- Quoted text
━━━━━━

When György Ligeti composed Continuum for harpsichord in 1968, he played masterly with the limitations of human sound perception. Humans can only separate 18 or so individual sounds per second; when notes arrive in quicker succession, we perceive them as one continuous sound. The harpsichord can be played at a pace very close to — although not quite at — that limit, but the instrument's mechanics produce additional sounds that tip the sequence over the threshold. The result then is a truly overwhelming listening experience.

Ligeti's creation of 'musical continua' highlights one aspect of human music perception. Holger Hennig and colleagues have explored another, and demonstrate how rhythmic imperfections influence our listening experience (PLoS ONE 6, e26457; 2011).

Hennig et al. asked volunteers, both musicians and non-musicians, to produce rhythmic patterns ranging in complexity, guided by a metronome. They were given various means of sound generation — drumming, singing and tapping with a hand on a drumhead. Those performers who were able to follow the metronome for an extended period of time tended to produce comparable patterns of temporal deviations from the perfect interbeat intervals. Most interestingly, these deviations — typically of the order of ten milliseconds — displayed long-range correlations. Fluctuations at one point of the rhythmic sequence could influence the behaviour several tens of seconds later. (Such long-range correlations were, however, absent when volunteers were not able to stay in time with the metronome.)

━━━━━━

Pick up the passage on rhythmic imperfections and music perception after its final sentence and write the next part. The rows have no connection to the passage on rhythm and music perception.

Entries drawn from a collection
━━━━━━

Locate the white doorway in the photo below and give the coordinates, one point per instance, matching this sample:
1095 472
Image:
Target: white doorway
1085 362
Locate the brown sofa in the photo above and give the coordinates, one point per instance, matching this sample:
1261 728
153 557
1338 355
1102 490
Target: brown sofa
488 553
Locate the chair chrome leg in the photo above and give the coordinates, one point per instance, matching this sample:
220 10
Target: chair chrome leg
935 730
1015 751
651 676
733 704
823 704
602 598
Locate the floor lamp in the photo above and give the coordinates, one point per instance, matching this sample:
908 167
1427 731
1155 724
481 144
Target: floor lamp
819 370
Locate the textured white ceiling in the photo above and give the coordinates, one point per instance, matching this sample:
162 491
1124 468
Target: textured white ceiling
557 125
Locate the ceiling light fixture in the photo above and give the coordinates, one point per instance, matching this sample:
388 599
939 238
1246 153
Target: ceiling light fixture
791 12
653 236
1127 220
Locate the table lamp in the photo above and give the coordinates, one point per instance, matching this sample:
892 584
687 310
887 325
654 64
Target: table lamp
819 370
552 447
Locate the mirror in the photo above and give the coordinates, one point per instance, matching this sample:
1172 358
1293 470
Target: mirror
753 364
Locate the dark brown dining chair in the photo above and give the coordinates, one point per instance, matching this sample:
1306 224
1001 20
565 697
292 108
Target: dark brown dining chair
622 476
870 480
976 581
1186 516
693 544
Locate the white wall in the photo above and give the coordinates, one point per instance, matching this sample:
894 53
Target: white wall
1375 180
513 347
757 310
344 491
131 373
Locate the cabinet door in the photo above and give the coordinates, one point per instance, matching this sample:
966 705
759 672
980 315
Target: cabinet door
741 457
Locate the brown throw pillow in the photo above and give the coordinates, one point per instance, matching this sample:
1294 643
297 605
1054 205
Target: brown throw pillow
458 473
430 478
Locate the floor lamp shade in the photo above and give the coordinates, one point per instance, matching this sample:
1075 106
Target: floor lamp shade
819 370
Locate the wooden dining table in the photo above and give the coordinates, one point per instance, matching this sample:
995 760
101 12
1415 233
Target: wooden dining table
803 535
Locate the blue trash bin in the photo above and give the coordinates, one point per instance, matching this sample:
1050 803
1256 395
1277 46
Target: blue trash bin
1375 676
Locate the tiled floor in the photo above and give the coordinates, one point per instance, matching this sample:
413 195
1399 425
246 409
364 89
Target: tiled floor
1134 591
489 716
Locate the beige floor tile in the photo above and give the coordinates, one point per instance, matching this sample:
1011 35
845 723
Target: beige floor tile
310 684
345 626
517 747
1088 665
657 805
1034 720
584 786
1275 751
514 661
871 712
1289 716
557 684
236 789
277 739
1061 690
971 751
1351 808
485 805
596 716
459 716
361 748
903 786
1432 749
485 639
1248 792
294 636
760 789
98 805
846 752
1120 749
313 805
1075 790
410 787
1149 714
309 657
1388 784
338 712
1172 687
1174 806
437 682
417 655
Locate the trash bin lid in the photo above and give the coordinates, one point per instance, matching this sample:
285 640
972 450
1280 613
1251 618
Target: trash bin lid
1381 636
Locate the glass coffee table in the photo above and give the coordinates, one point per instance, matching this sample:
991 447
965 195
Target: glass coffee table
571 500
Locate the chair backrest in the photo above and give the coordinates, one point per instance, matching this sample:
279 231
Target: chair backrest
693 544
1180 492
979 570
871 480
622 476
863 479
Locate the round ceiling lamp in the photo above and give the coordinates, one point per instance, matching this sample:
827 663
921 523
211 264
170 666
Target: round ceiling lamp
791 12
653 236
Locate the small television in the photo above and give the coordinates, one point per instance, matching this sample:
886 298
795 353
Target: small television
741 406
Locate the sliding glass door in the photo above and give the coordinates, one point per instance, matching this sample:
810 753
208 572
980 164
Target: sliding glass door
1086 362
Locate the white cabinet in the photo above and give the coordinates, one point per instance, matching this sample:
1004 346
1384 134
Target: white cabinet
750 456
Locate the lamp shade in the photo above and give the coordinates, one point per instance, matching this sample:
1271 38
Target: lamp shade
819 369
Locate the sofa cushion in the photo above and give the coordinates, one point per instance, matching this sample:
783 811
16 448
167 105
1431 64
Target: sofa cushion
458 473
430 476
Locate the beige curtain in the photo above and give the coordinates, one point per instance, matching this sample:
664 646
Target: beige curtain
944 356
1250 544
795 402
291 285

━━━━━━

- Answer to this exercise
Does this tendency to introduce imperfections with long-range correlations also have a bearing on how we perceive music? It's a question that's particularly relevant for computer-generated music. Perfectly timed beats output by a computer do sound artificial, and professional software often sports 'humanizing' features. According to Hennig et al., these tools are based on the addition of white-noise fluctuations — that is, the extent of temporal deviation from the ideal is uncorrelated between successive tones. As an alternative approach, the authors instead introduced correlated 1/f noise. When they played the two versions of humanized electronic music to members of local choirs, on average listeners preferred, to a statistically significant degree, the new 1/f-noise version to its white-noise counterpart.

But listen for yourself: audio samples are available on the authors' website (http://www.nld.ds.mpg.de/humanized_audio), as well as a link to a survey, through which the researchers hope to gather further data on just what musical imperfection should sound like.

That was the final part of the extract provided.